All the lines below need retyping exactly, apart from the images.

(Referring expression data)
--
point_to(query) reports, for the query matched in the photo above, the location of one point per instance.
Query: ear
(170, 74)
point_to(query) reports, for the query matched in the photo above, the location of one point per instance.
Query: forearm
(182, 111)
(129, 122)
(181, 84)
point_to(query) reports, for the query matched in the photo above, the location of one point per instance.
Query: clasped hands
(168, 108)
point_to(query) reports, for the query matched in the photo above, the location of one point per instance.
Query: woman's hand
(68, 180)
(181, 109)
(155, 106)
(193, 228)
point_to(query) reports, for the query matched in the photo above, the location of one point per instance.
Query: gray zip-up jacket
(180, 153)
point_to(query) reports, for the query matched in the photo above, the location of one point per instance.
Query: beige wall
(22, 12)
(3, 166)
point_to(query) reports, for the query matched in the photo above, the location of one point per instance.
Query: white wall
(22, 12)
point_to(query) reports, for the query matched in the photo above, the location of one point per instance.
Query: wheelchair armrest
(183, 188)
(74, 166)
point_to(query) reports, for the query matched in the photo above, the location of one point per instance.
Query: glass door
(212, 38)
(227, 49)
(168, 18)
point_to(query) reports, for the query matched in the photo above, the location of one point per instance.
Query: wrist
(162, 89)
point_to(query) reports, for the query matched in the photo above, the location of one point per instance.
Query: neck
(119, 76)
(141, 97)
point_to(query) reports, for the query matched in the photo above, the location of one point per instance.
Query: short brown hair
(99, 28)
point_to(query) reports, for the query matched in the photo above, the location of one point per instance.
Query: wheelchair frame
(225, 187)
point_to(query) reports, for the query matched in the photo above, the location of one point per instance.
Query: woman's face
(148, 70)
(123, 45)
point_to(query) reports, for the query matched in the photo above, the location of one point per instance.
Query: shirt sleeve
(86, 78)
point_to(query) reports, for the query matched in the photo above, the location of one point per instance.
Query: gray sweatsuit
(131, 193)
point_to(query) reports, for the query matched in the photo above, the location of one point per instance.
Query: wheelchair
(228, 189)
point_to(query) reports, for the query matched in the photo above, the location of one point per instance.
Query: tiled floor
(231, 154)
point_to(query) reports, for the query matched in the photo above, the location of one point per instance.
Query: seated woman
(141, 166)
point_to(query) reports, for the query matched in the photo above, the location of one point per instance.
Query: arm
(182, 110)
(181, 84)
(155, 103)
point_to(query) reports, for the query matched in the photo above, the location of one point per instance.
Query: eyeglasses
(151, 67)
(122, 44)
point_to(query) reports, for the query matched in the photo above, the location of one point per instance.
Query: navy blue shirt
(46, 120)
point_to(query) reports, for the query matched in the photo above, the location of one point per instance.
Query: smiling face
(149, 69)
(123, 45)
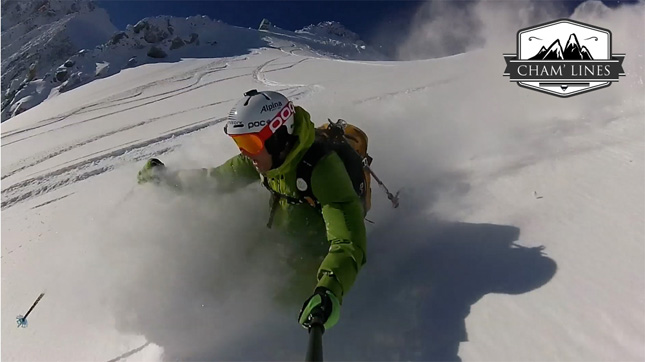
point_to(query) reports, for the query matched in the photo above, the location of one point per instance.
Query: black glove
(324, 304)
(151, 171)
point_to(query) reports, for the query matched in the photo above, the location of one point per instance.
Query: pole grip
(314, 349)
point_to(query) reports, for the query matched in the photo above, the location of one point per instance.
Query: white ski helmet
(260, 111)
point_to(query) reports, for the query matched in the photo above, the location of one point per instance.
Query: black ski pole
(22, 320)
(314, 350)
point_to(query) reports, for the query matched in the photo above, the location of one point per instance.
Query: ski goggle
(250, 143)
(253, 143)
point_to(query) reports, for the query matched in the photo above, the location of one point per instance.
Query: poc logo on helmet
(270, 107)
(281, 117)
(256, 124)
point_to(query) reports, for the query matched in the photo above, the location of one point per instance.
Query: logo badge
(564, 58)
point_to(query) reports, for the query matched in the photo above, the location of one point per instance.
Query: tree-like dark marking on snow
(88, 163)
(52, 201)
(128, 109)
(138, 91)
(110, 133)
(130, 353)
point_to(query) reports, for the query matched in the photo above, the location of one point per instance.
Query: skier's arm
(342, 210)
(237, 172)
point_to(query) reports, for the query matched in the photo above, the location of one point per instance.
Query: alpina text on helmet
(270, 107)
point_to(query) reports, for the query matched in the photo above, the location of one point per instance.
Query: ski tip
(22, 321)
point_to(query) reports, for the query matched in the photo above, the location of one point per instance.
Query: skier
(273, 137)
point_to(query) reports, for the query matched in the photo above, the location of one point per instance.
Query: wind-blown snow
(519, 236)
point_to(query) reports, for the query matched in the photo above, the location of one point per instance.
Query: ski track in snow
(162, 97)
(97, 165)
(125, 97)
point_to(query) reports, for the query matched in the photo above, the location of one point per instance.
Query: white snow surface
(520, 235)
(67, 39)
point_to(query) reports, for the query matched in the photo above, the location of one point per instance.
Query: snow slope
(56, 46)
(519, 236)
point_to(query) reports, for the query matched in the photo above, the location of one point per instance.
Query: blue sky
(367, 18)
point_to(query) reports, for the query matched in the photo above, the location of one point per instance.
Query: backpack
(350, 143)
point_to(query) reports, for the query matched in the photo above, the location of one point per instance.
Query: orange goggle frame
(250, 143)
(253, 143)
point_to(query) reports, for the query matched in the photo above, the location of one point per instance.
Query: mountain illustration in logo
(572, 51)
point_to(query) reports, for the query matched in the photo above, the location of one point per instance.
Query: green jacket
(342, 210)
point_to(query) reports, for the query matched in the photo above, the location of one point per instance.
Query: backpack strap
(305, 168)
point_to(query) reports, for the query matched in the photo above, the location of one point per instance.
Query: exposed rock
(176, 43)
(62, 74)
(156, 52)
(141, 25)
(117, 37)
(193, 38)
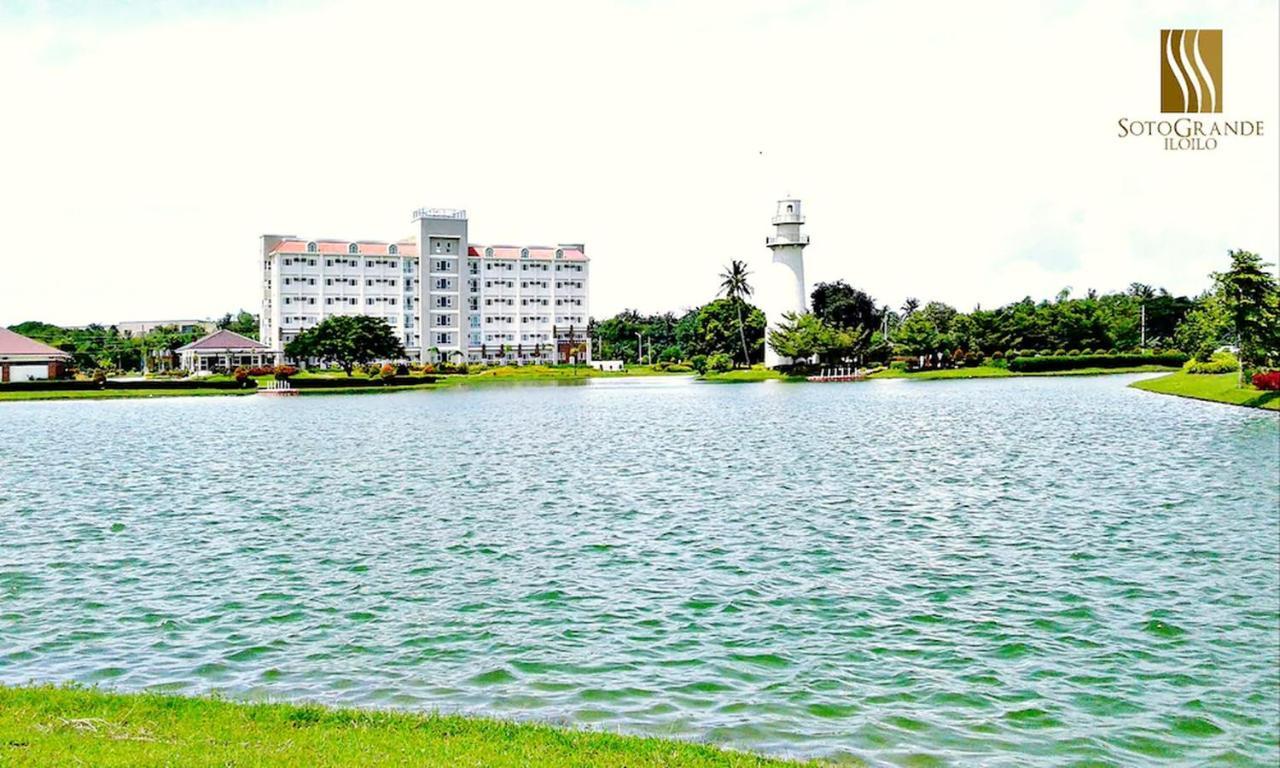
--
**Solution to the exercise:**
point_to(query) reports, for the query matched in the photo above, the location of one point per instance.
Query: ear
(170, 74)
point_to(query) reports, for the query matched in the photo above, the location of one point per instance.
Query: forearm
(182, 111)
(129, 122)
(181, 84)
point_to(query) reports, for the query matched in the photo above, the location of one point per instance.
Query: clasped hands
(168, 108)
point_to(query) reports, for the query matched in the photo above, the location of one point per instance.
Query: woman's hand
(68, 180)
(181, 109)
(155, 106)
(193, 228)
point_to(query) reports, for the query matched in the photo above, the location of one point per instance.
Query: gray zip-up jacket
(180, 153)
point_to(query) reports, for the query matched in the photo above, the location of one point per instance.
Query: beige wall
(22, 12)
(3, 166)
point_to(query) reports, for the query matched in the photo above, the location of one point per instance.
Query: white wall
(22, 12)
point_to(query) reports, for the query matched in the photo above, the location of one point per instance.
Query: wheelchair armrest
(183, 188)
(74, 166)
point_to(query) reports, for the query matched in the photo above, the location of one point per instance.
Query: glass door
(212, 38)
(227, 49)
(168, 18)
point_to(query) reports, for the query matched in the photo above, the location of one point per instance.
Query: wrist
(162, 89)
point_to(query) reports, for the query matched in the photo above, the location of one point per instance.
Query: neck
(119, 76)
(141, 97)
point_to(query) reports, for the query matched in the photo above, the location of one point per instance.
Query: short brown hair
(99, 28)
point_to(query) reports, for the query matched in the photo above, the location of one point per instance.
Query: wheelchair frame
(225, 187)
point_to(query) reports, for the query matched in the photo above, the location of one point per instance.
Query: woman's face
(148, 70)
(123, 45)
point_to(query) reports, for the query matched in the photo above, the location of one point per instance.
Query: shirt sleeve
(86, 78)
point_to(query) reports, for the query matched in the photo above, the location of one point per instance.
Query: gray sweatsuit
(131, 193)
point_to(query) reports, for the query matched in the photo above, the location of one point per instance.
Query: wheelchair
(228, 189)
point_to(query) reports, for the query matched in the photo above, the location of one point per instance.
Query: tiled floor
(231, 154)
point_to(query) reports, for the query matched in the photo above, the location of one point per instance.
Query: seated woman
(141, 166)
point_to(query) reports, for the query matched in the photo above, the location of one point per instance.
Query: arm
(182, 110)
(181, 84)
(155, 103)
point_to(query) reports, for the query matched in the photo above, the location of one point per instance.
Query: eyeglasses
(151, 67)
(122, 44)
point_to(query) reports, for the query matched in the photo above, the location of one point per instance.
Query: navy blue shirt
(46, 120)
point_to(query) reports, for the query matched in the photo above, the location of one point per instance.
Query: smiling face
(149, 69)
(123, 45)
point_to(query) reports, for the query matched in the photo above, the location of one point per instance.
Query: black glove
(324, 304)
(151, 171)
point_to(query) reports, for the query matched in the photo above, the location of one point per instance.
Query: pole grip
(314, 349)
point_to(query) reports, for the query matched in the photo above, the location of one point per instance.
Query: white ski helmet
(260, 111)
point_to(query) reports, for the query matched in the photo above, the location of one point per instance.
Query: black ski pole
(22, 320)
(314, 350)
point_to(query) reports, for the query matched in the photo above, the location of one point per instance.
Query: ski goggle
(250, 143)
(253, 143)
point_to(query) reports, for the query matched in the photo above, the location of one point per instance.
Query: poc logo on helmet
(270, 107)
(281, 117)
(256, 124)
point_to(query) reports, for the query matched in the photo above, the location of one point per instance.
Query: logo badge
(564, 58)
point_to(query) reports, for the query matched in the photo above, the location of one point per instance.
Query: tree-like dark marking on snow
(88, 163)
(52, 201)
(128, 109)
(138, 91)
(110, 133)
(130, 353)
point_to(query) reports, for the query matched in the photo above, the location of one point per instance.
Query: skier's arm
(342, 210)
(237, 172)
point_to(query) reports, for the query matched in the photo above, the location of one point per instance.
Query: alpina text on helmet
(270, 107)
point_to(query) reports, for the query matched in the photo above, the location of one point per instance.
Query: ski tip
(22, 321)
point_to(query) reports, for the query matched in the photo above, the location of one point per instance.
Query: skier
(273, 137)
point_to(query) reports, for the query matched in the photo above, the location of one point per instance.
Query: wind-blown snow
(519, 236)
point_to(query) reports, for the query matched in the photo above, the location of one point per instance.
Query: ski track in snow
(162, 97)
(97, 165)
(125, 97)
point_to(query) reports, for the query matched in the photo above, the location of one point per instance.
Query: white snow surface
(520, 235)
(67, 39)
point_to(query) reports, for the query matched in the photo above, the location of one point per instance.
Query: snow slope
(56, 46)
(519, 236)
point_to(query) reports, for the query matched in the photo above, the location of one point per instance.
Query: blue sky
(367, 18)
point_to(query) reports, for the query matched in the photo above, the location of one point per instance.
Query: backpack
(350, 143)
point_to(query) reports, for the query matched in the photo above, the location of one point per instance.
Query: orange goggle frame
(250, 143)
(253, 143)
point_to(query) reports, for the query matched in the photo above, the location of one point per instance.
Query: mountain illustration in logo
(572, 51)
point_to(query) reports, for the query matched in the photo above, the location of one point per instance.
Query: green jacket
(342, 210)
point_to(query) reports, for the query matched in the photo above, the location of one point per instance.
Query: backpack strap
(305, 168)
point_to(query) reports, for the query matched in the photo above, the location of one point per instance.
Query: exposed rock
(176, 43)
(62, 74)
(156, 52)
(141, 25)
(117, 37)
(193, 38)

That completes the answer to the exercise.